→ **Instructions for the task**: Rewrite everything from the line containing "Inventory check — is there any broken" down to the line containing "602;229;620;245" as a JSON list of strings, one string per line, with blank lines omitted.

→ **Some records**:

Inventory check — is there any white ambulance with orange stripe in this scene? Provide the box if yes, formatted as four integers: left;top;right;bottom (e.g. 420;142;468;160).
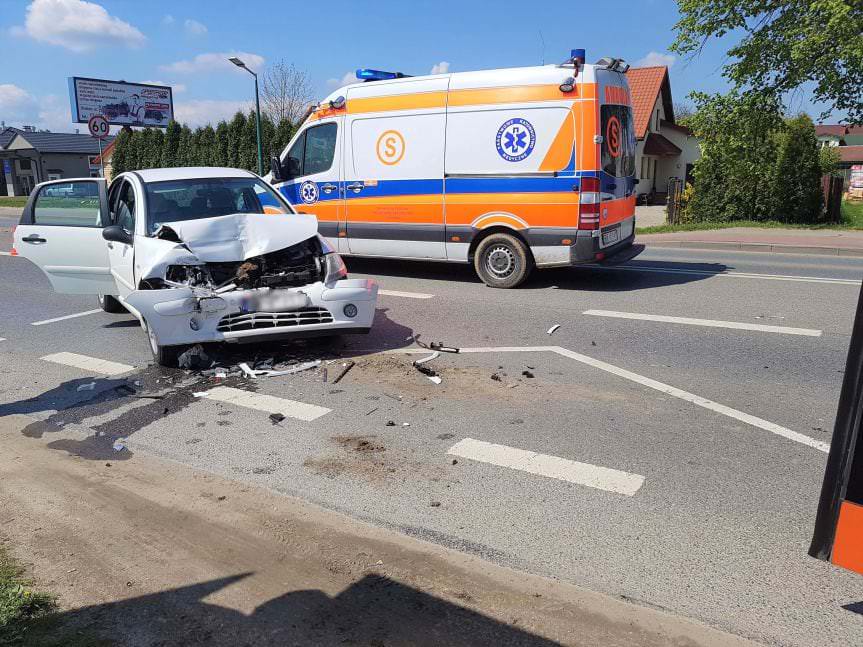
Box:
268;50;637;288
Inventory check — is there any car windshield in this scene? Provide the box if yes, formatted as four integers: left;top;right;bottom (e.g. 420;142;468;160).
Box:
145;177;293;235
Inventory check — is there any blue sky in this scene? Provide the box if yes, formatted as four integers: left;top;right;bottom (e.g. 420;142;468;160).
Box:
0;0;840;131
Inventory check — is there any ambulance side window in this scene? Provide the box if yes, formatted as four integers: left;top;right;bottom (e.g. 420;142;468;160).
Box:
302;123;338;175
285;133;306;177
600;105;636;177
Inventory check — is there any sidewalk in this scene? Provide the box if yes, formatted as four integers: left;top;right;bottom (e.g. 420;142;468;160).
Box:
0;416;754;647
636;228;863;257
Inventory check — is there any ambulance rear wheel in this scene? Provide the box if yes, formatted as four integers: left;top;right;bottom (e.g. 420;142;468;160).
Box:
473;234;533;288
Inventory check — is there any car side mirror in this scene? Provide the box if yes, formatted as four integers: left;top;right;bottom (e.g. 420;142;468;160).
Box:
102;225;133;245
270;155;285;182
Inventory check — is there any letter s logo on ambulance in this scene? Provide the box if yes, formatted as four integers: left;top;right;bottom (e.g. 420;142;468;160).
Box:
605;117;620;157
376;130;405;166
495;117;536;162
300;180;318;204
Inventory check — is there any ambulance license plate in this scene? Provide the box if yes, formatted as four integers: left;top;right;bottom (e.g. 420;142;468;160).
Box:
602;228;620;245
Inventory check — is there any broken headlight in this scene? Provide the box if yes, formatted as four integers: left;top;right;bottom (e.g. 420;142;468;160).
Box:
324;252;348;283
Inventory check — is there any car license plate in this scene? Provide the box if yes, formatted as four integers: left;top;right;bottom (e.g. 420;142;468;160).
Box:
602;229;620;245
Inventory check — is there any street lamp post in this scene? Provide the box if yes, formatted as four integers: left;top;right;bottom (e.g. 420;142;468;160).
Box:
228;56;264;176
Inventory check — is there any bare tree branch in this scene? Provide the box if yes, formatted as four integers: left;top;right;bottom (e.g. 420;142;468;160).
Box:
261;60;313;124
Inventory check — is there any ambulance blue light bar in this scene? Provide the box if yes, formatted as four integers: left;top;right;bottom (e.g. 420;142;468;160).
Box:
357;69;408;81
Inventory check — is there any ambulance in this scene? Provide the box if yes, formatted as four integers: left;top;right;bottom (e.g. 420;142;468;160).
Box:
267;50;637;288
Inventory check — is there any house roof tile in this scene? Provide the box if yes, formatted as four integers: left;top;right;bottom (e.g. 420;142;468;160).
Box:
626;65;674;139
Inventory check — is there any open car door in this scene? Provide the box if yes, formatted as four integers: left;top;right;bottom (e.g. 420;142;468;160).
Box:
14;178;117;294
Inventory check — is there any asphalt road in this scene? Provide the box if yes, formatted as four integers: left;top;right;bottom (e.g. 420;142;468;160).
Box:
0;223;863;646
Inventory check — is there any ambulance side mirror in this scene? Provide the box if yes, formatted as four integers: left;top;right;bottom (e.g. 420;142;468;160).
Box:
270;155;285;182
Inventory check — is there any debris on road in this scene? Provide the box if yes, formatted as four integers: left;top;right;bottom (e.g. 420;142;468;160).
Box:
333;360;356;384
414;351;440;366
177;344;215;371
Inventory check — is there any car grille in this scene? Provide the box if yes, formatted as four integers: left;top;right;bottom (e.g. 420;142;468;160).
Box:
218;308;333;332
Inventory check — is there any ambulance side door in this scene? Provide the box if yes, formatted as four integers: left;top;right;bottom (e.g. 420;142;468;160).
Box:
344;77;449;259
274;116;347;252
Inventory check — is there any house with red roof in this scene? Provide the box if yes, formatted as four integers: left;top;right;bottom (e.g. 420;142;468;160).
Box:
626;66;701;200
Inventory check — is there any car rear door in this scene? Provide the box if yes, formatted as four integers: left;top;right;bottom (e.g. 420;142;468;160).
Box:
14;179;117;294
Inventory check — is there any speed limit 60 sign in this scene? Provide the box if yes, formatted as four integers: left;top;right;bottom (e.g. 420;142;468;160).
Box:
87;115;111;139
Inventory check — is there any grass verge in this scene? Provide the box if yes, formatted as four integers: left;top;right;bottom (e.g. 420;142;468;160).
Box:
0;195;27;209
0;544;110;647
635;201;863;234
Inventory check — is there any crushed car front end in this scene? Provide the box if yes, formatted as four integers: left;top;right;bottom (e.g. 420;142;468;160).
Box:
124;215;378;346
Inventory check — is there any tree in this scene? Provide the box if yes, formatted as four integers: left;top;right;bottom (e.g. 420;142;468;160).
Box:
687;92;782;221
671;0;863;123
213;121;231;166
771;114;823;223
159;121;183;168
111;128;132;177
261;60;313;124
225;111;248;168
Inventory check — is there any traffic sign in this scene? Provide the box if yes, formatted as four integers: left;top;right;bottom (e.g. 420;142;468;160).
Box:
87;115;111;139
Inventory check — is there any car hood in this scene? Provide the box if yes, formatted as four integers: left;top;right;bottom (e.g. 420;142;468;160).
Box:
156;213;318;263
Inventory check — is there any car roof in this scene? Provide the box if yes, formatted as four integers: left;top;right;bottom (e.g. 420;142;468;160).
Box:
128;166;257;182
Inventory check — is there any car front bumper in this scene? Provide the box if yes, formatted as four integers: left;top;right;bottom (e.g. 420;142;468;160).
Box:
123;279;378;346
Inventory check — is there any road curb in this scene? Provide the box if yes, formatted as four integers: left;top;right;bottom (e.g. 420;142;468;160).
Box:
638;237;863;258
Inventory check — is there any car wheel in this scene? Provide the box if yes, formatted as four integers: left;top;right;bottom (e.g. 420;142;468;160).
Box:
99;294;126;314
141;321;183;366
473;234;533;288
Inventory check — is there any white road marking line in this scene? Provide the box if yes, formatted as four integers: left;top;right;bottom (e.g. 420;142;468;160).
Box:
40;352;135;375
585;265;860;287
582;310;822;337
378;290;434;299
402;346;830;454
554;348;830;453
196;386;330;422
447;438;644;496
30;308;102;326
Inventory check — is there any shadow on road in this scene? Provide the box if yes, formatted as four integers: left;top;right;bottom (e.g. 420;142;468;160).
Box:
0;308;413;461
28;573;559;647
349;258;729;292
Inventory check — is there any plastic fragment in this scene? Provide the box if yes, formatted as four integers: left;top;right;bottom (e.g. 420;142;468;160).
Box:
333;360;356;384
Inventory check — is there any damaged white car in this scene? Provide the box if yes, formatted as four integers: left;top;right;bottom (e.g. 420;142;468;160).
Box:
14;168;378;365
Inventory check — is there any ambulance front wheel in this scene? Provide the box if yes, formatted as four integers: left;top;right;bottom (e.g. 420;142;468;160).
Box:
473;234;533;288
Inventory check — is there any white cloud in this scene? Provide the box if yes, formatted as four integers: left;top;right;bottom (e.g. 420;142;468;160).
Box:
429;61;449;74
0;83;39;125
0;83;80;132
174;99;252;128
327;70;359;89
635;52;677;67
13;0;147;52
183;18;207;36
160;52;264;74
141;80;186;94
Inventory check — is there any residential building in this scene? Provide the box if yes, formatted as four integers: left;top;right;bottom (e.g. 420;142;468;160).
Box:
626;66;701;200
0;126;113;195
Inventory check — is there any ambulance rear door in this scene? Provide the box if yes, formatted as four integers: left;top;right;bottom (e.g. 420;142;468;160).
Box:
344;76;449;258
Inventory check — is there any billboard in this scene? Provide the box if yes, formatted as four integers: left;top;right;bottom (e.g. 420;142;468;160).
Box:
69;76;174;128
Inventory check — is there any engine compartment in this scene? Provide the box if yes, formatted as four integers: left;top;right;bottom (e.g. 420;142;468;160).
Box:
164;236;325;290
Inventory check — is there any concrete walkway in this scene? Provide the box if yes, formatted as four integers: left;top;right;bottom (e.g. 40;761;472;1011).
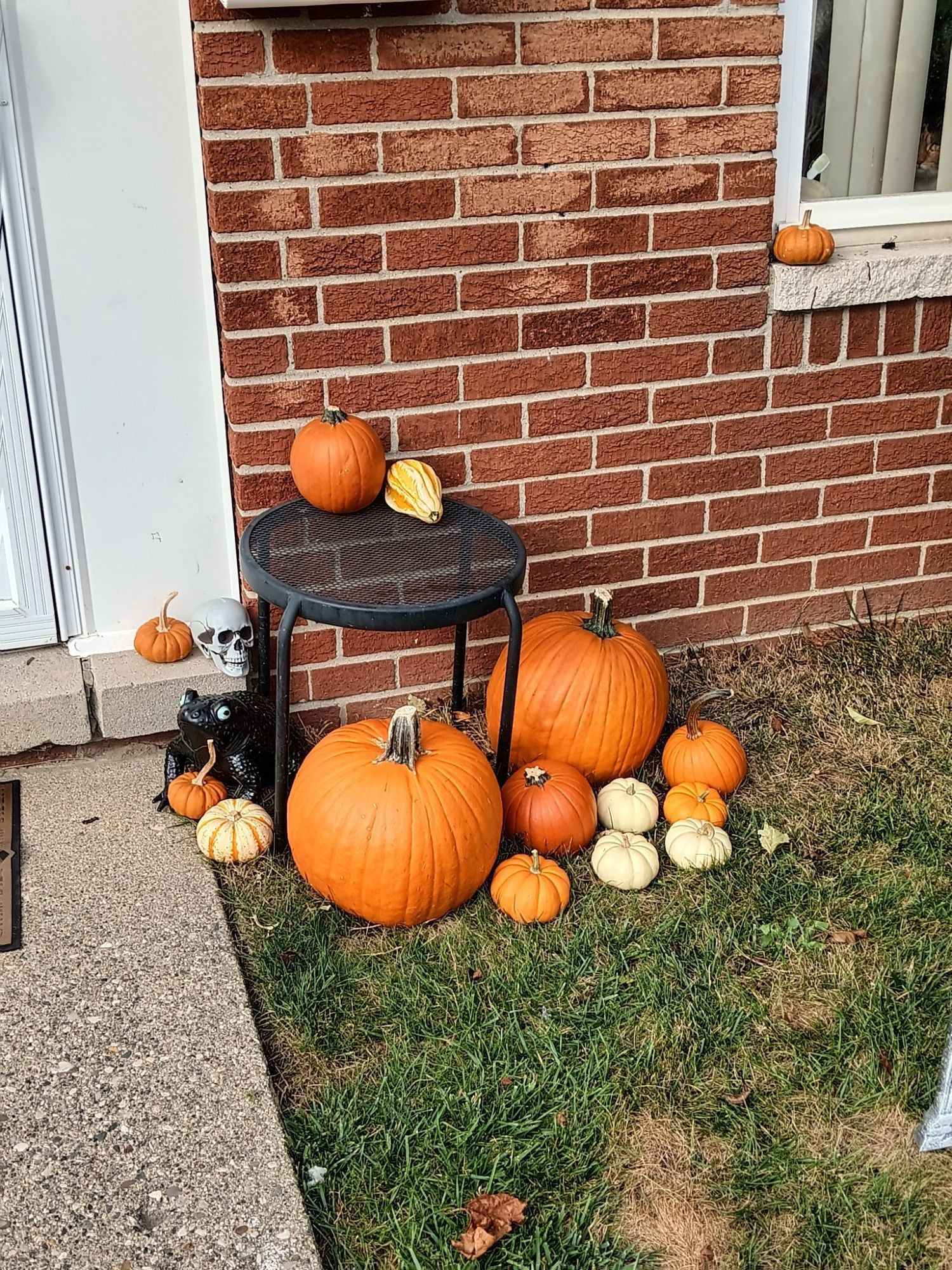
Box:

→ **Exercise answer**:
[
  "Inventory check — is there any broken headlight in this scene? Provide the box if yes, formatted as four integers: left;top;right;bottom (e.g. 420;142;468;160).",
  "Box:",
  "324;252;348;283",
  "Inventory check — is there any car license plate in this scene? Provide the box if yes, formatted as four integers: left;top;right;bottom (e.g. 420;142;468;160).",
  "Box:",
  "602;229;620;245"
]